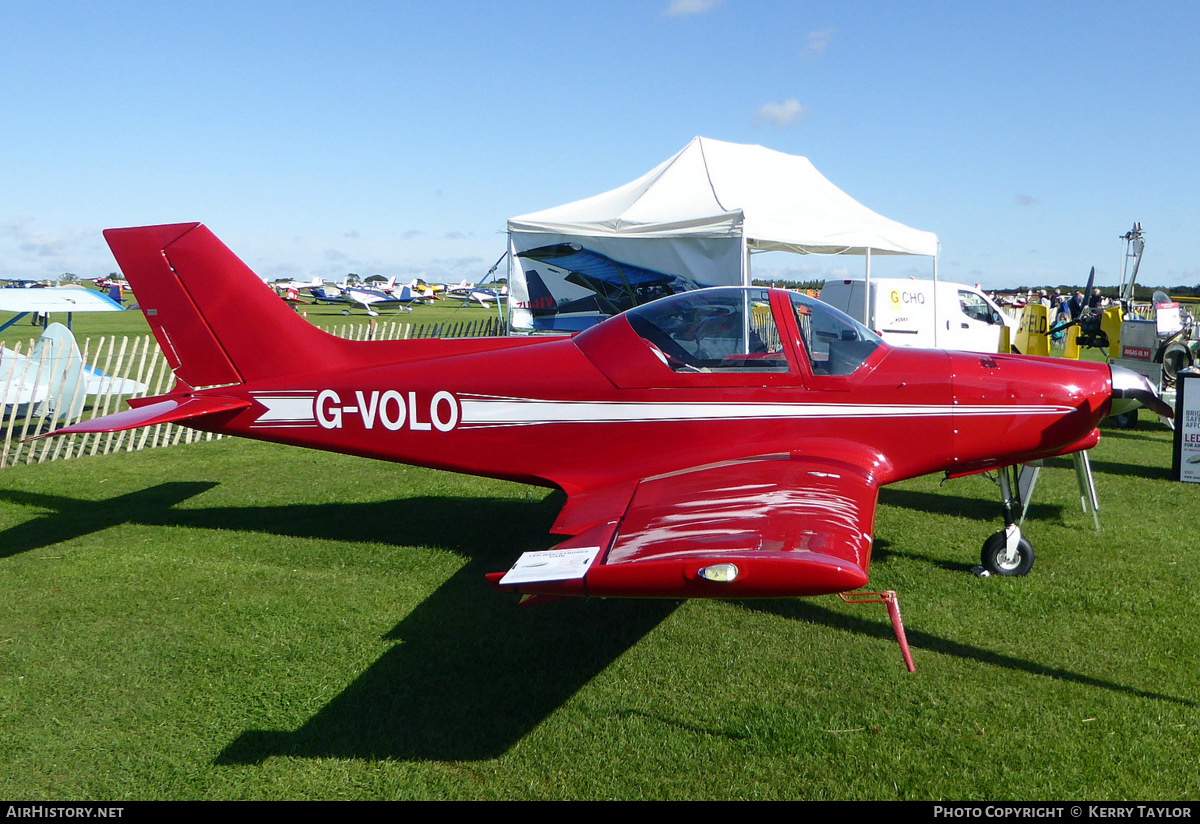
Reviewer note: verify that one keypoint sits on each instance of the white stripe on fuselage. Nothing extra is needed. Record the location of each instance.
(298, 409)
(480, 410)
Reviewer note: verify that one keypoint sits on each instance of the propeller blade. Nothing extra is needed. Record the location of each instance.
(1132, 390)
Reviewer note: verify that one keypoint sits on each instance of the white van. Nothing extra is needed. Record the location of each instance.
(903, 312)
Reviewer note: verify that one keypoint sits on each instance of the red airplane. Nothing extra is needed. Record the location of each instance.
(723, 443)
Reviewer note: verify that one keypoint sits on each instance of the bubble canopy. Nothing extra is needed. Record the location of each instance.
(736, 329)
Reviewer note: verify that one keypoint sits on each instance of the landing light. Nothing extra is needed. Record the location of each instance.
(720, 573)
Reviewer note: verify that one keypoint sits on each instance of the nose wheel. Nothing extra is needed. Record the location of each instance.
(1008, 552)
(997, 559)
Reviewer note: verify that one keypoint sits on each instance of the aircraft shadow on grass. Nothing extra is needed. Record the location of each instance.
(469, 674)
(813, 613)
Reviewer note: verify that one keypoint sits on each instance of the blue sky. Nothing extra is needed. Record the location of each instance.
(323, 138)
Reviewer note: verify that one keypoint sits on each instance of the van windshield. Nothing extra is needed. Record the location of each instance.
(835, 343)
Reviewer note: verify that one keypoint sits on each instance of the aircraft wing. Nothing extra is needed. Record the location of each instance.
(594, 265)
(57, 299)
(777, 525)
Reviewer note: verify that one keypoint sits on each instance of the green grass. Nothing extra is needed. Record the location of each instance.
(238, 620)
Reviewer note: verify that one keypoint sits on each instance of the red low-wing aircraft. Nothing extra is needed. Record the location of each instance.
(723, 443)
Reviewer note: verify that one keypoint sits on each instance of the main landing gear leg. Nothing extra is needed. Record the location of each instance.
(1007, 553)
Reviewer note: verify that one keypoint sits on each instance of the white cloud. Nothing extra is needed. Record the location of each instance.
(819, 41)
(685, 7)
(779, 114)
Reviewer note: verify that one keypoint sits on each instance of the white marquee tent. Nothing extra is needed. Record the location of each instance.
(697, 217)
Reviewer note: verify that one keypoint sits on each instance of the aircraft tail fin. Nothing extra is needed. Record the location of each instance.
(541, 301)
(215, 320)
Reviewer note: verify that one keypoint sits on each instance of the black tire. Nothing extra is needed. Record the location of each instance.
(993, 557)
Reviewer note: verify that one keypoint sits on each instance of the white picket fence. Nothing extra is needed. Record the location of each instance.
(139, 359)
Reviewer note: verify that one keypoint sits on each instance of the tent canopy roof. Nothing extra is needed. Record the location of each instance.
(713, 188)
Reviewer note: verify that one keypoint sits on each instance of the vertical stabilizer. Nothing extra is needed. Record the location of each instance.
(216, 322)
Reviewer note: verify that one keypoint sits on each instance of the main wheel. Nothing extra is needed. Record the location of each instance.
(995, 561)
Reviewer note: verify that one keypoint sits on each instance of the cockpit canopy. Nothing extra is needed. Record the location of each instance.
(736, 330)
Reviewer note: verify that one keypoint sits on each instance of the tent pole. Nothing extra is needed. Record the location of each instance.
(867, 292)
(936, 328)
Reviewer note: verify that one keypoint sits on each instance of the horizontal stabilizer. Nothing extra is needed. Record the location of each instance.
(168, 410)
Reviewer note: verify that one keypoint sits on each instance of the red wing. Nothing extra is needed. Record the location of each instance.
(769, 527)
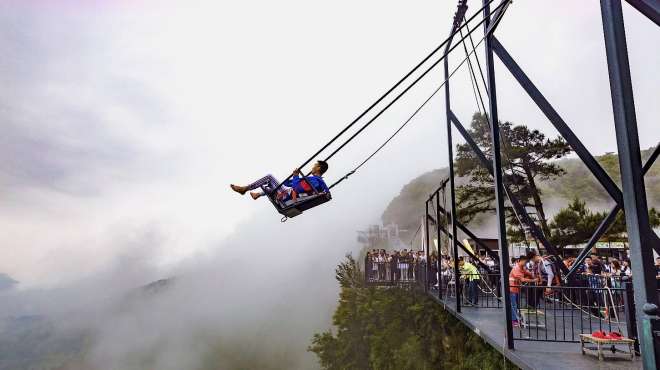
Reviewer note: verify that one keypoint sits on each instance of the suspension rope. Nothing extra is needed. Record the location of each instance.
(405, 123)
(502, 5)
(473, 77)
(504, 141)
(483, 79)
(387, 93)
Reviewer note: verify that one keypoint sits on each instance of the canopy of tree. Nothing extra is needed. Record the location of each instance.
(407, 208)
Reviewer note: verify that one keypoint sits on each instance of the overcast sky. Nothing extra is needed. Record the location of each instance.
(123, 122)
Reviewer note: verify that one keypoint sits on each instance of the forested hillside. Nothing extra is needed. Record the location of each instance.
(407, 208)
(397, 328)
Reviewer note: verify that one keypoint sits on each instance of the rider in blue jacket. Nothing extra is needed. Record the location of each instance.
(290, 188)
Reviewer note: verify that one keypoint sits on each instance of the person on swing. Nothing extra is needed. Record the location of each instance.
(290, 188)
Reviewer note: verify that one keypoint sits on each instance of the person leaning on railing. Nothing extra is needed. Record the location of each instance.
(517, 276)
(472, 277)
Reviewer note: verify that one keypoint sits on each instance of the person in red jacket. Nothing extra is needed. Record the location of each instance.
(517, 276)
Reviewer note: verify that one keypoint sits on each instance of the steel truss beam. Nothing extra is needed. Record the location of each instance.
(515, 203)
(650, 8)
(561, 126)
(608, 220)
(632, 178)
(460, 245)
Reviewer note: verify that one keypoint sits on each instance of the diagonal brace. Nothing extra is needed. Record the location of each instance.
(561, 126)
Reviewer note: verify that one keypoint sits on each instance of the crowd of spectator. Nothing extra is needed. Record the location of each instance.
(404, 265)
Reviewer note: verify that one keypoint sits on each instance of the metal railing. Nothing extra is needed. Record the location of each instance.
(395, 272)
(562, 313)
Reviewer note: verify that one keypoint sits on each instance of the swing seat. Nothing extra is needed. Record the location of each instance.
(294, 207)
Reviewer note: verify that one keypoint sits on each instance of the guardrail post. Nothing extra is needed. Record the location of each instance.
(629, 307)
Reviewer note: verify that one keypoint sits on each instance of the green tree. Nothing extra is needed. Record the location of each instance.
(527, 158)
(574, 224)
(396, 328)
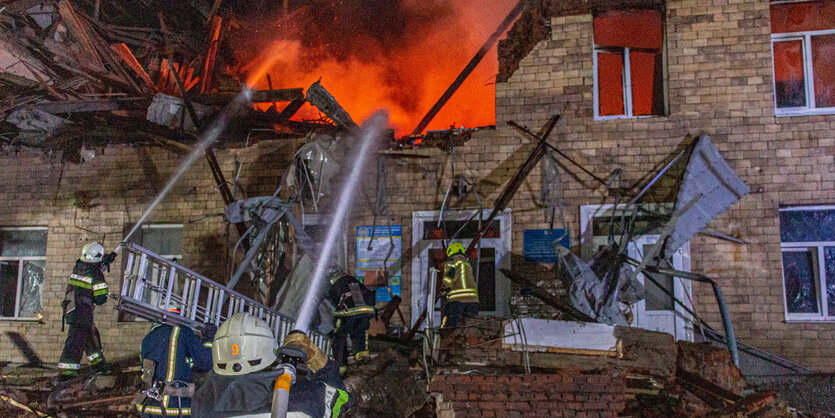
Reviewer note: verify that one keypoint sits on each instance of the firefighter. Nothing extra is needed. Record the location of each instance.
(169, 353)
(241, 384)
(460, 287)
(354, 309)
(86, 288)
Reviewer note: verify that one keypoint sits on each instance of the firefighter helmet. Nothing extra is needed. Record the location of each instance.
(173, 306)
(455, 248)
(243, 344)
(92, 252)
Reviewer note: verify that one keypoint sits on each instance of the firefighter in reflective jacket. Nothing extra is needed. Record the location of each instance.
(168, 355)
(354, 309)
(460, 287)
(85, 289)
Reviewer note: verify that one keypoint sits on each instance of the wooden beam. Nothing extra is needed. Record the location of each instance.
(514, 13)
(549, 299)
(78, 30)
(258, 96)
(127, 56)
(100, 105)
(211, 53)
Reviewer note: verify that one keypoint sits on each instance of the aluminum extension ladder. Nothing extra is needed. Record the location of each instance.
(152, 283)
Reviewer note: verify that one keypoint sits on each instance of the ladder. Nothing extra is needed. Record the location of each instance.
(151, 284)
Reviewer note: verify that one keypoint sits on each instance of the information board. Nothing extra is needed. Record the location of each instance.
(373, 259)
(539, 244)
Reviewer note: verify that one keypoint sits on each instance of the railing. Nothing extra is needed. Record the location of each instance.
(152, 284)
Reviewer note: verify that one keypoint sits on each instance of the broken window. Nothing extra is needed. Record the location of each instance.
(22, 268)
(628, 70)
(803, 48)
(808, 254)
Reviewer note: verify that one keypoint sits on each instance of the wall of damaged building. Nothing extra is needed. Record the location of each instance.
(719, 82)
(96, 199)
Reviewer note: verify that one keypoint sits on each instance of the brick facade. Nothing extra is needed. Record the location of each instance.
(719, 82)
(559, 394)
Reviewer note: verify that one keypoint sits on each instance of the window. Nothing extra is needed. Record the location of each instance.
(628, 75)
(807, 241)
(803, 48)
(22, 268)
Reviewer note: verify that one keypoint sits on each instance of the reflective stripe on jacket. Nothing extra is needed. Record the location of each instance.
(459, 279)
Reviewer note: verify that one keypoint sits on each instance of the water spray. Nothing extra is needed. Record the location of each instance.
(369, 132)
(209, 137)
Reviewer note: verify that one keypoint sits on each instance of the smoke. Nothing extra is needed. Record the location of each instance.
(371, 54)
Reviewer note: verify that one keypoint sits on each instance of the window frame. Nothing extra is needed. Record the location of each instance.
(627, 77)
(823, 314)
(805, 38)
(20, 273)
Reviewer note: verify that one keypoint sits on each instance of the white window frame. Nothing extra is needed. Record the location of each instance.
(627, 80)
(805, 39)
(820, 284)
(627, 86)
(20, 273)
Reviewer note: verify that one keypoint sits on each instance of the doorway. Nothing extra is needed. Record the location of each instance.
(427, 245)
(657, 311)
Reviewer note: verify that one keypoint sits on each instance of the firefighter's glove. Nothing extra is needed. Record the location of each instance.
(109, 258)
(316, 359)
(209, 332)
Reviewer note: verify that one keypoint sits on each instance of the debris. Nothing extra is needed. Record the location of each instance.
(709, 176)
(514, 13)
(322, 99)
(386, 386)
(169, 111)
(561, 304)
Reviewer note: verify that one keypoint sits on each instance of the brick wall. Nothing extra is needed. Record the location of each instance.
(563, 393)
(39, 190)
(718, 82)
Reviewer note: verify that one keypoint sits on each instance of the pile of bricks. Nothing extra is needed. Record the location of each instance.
(562, 393)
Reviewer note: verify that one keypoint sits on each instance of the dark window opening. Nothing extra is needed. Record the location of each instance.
(629, 69)
(803, 44)
(468, 229)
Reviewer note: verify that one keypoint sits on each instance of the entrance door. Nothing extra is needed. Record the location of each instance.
(657, 311)
(427, 243)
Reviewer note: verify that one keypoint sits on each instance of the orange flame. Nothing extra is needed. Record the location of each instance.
(407, 81)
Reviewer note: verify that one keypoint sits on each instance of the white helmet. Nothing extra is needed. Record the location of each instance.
(92, 252)
(243, 344)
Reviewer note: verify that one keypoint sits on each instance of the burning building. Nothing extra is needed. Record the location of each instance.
(594, 123)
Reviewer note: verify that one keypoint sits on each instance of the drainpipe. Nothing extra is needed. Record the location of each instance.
(730, 339)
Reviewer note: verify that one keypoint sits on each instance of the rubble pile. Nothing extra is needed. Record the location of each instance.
(387, 386)
(33, 391)
(647, 374)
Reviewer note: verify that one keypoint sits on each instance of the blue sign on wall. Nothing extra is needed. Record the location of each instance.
(539, 244)
(373, 257)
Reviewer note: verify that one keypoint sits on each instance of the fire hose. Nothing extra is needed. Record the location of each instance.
(290, 358)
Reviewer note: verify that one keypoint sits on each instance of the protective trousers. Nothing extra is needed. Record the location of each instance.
(453, 311)
(82, 338)
(357, 328)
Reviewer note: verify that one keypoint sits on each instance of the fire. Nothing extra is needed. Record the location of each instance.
(404, 75)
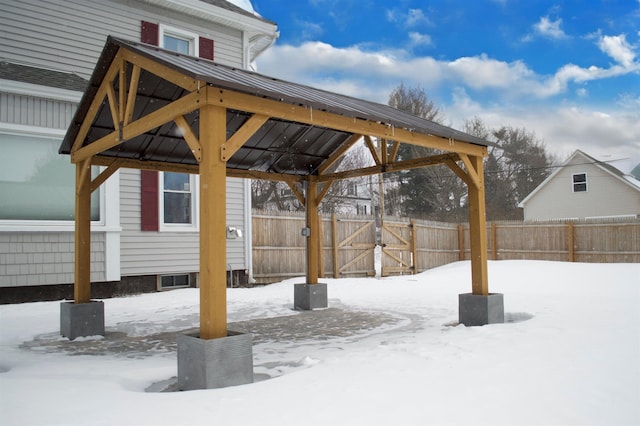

**Set exercise:** Please count the lines in the records above that contain the word "frame", and give only that number.

**Worked answer:** 2